→ **GOAL 1**: In the essay about Settler stories and the sacred, why did the author's application for Conscientious Objector status fail?
→ **GOAL 2**: Carry on the essay about Settler stories and the sacred from its final sentence.
### DOCUMENT PASSAGE ###
Embracing Nature: An Atheist’s Path to Solace and Sacredness – KASHA Forum 2024/11/17
The Unsettled Settler By Don Gayton
I am working on a book manuscript, entitled Settler Stories. The book’s initial premise was this: Indigenous peoples around the world use story as a means to connect with their local nature and ecosystems, but we Settlers do not have equivalent stories. So I began an attempt to write some, but soon veered off into the complex realm of the sacred.
My religious upbringing was minimal. I grew up in southern California; my folks were very moral persons, but didn’t go to church. The one time they took my sister and I to a church service, we both started giggling uncontrollably and were promptly escorted out. The closest I came to conventional religion was in grade school, where once a week we students were picked up and given an hour of religious instruction, “not on public school grounds.” My instructor was a young, carefree woman who drove a convertible. We would proceed to a nearby ice cream shop, order double-scoop cones, and then drive around the suburban neighborhood while she spoke blithely about saints and disciples. I think that experience may have contaminated my approach to religion but in a good way.
By age sixteen I considered myself agnostic and by eighteen, a happy atheist. In my early twenties, I joined the US Peace Corps and spent two years working with peasant farmers in Colombia. Upon return, I received a draft notice, which meant I would be killing peasant farmers in Vietnam. So I filed for Conscientious Objector status. That was an abject failure since I had no religious background, so my wife, two young kids, and I moved to Canada. We have been proud Canadians ever since.
But back to stories. Some Settler land stories do exist, but they mostly take refuge in children’s books and university libraries. One very durable set of stories are the biblical ones, that assert man’s dominance over nature, that women created sin, and that we all go to either heaven or hell. Indigenous creation stories, on the other hand, see nature as female, and humans originating from earth and rejoining it when they die. That story offers no comfort to us Settlers since we see Earth as a trivial entity that we either fly over en route to a Caribbean holiday, use as an ATV playground, or as real estate for big box stores. Not a very compelling repository for birth and death. No wonder Christianity is such a strong force among us. Being an atheist without a land-based creation story is a tough road to hoe.
Placing spiritual beliefs on mountains and coyotes does seem rather silly, until we compare them to virgin birth, resurrection after death, Eve, the apple and the snake, heaven, hell, and the gates in between. Spirituality and belief is certainly part of the human condition, but it is malleable.
I need to touch on another category, the creation story. “Creator” is definitely present in some Indigenous stories, but is not fleshed out in human form, like it is in the Settler creation story. This of course ties in to the delicate subject of religion. The word sacred, in Settler terms, defaults automatically to Christianity, and that presents a problem. If we attempt to transfer “sacred” from theistic religion to nature, we have to pass through the uncomfortable terrain of atheism. So how do we push through this, given that we are unlikely to become disciples of some new nature prophet? Can the sacred actually exist without prophecy?
The prolific American writer David James Duncan makes explicit the connection between Christianity and the commercial over-exploitation of nature’s resources:
“Capitalist fundamentalism, I still believe, is the perfect Techno-Industrial religion, its goal being a planet upon which we’ve nothing left to worship, worry about, read, eat, or love but dollar bills and Bibles.”
### PROVIDED DATA ###
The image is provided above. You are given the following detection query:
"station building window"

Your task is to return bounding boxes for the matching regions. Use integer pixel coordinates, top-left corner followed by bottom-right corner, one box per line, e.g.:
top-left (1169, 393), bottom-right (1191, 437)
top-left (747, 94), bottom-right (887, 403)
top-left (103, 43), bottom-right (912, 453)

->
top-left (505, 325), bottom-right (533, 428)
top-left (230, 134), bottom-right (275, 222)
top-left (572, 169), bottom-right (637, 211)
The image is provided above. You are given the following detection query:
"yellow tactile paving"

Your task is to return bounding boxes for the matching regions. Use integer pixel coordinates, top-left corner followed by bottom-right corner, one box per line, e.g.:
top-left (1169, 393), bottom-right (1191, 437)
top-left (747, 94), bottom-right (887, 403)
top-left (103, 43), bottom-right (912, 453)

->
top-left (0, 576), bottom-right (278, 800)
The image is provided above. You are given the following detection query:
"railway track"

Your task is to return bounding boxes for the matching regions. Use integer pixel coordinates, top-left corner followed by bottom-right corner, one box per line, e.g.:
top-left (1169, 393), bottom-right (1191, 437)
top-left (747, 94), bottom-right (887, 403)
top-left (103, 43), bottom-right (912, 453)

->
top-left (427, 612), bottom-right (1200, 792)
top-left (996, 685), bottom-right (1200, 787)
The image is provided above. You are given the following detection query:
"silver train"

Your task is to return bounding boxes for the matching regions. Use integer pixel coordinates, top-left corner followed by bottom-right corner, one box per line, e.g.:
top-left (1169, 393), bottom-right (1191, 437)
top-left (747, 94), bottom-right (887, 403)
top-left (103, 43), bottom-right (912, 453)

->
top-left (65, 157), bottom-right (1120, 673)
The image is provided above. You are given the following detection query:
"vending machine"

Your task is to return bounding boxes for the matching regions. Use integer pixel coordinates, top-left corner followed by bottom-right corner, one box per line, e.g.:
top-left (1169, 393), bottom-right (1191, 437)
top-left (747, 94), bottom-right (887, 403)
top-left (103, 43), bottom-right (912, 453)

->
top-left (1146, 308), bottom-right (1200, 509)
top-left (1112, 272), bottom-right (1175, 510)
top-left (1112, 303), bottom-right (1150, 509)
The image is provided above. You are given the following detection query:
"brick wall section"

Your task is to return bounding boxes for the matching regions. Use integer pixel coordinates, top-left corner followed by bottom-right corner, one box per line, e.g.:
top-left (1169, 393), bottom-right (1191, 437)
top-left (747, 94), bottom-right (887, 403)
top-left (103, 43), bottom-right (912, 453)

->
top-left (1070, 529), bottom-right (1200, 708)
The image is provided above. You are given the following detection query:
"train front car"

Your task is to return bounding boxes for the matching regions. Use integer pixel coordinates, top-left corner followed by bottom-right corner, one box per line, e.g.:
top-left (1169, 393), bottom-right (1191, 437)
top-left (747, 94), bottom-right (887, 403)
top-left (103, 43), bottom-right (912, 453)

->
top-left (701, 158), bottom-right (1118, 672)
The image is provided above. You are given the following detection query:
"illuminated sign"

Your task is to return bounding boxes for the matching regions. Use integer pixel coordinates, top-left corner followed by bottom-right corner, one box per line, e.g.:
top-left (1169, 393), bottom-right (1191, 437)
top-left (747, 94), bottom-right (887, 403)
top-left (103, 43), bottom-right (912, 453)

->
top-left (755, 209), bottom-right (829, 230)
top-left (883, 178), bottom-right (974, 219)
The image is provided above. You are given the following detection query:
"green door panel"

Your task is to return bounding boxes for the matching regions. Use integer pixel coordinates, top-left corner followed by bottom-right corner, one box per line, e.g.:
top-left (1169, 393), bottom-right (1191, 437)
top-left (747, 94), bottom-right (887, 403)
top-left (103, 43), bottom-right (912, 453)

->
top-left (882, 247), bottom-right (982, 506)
###
→ **RIGHT ANSWER 1**: It failed because the author had no religious background. After that failure, the author moved to Canada with his wife and two young children.

→ **RIGHT ANSWER 2**:
There is a psychological phenomenon known as the primal bond. A newborn creature tends to create a strong bond with the first creature or object it has a close association with. I have a primal bond with grasslands, that started in the semi-desert grasslands of Southern California, and has been with me ever since. This primal bond has led me to grassland travels, grassland jobs, grassland research and, in the end, this complex spiritual/emotional grassland attachment that I struggle to define.
To say that nature—including grasslands—is my religion is a trite generalization, but it does open a door.
We of the atheist persuasion do face a number of challenges. On which mental coathook do we hang serenity, contemplation, beatitude, bliss? Atheism conflates with hard-nosed pragmatism: a worldview guided by observed reality, skeptical of anything non-rational. And yet, I think it is fair to say that we atheists, like the larger population, “want to be part of something bigger.” Nature is certainly big, in both geographical size and complexity, but we have yet to define how it is “bigger” in the spiritual sense.
This I think is where random bits of nature, in the form of a tiny pond, a grassy hillside, or a lonely beach, can help us define that spiritual side. Thus I continue to visit these actual and remembered landscapes, searching for the undefinable. Here I go again with yet another co-opted term: I am looking for revelations.
Mount Kobau, near Osoyoos, is one of those places where I search. The Syilx name for this mountain is Txasqin; no one knows for sure where the name Kobau originated. One theory is that the geologist George Mercer Dawson assigned the name during his explorations here in the 1870s. There seems to be no precedent: Kobau as a place name is not found anywhere else in the world, nor is there a famous person bearing that surname. Kobau does represent the number nine in ancient Chaldean numerology, a system which connects numbers to letters. It is said that when everything is perfectly aligned in the mystical Chaldean system, the letters vibrate. Geologist Dawson was widely read, and privately a bit of a mystic, so the Chaldean explanation for this mountain’s name is possible.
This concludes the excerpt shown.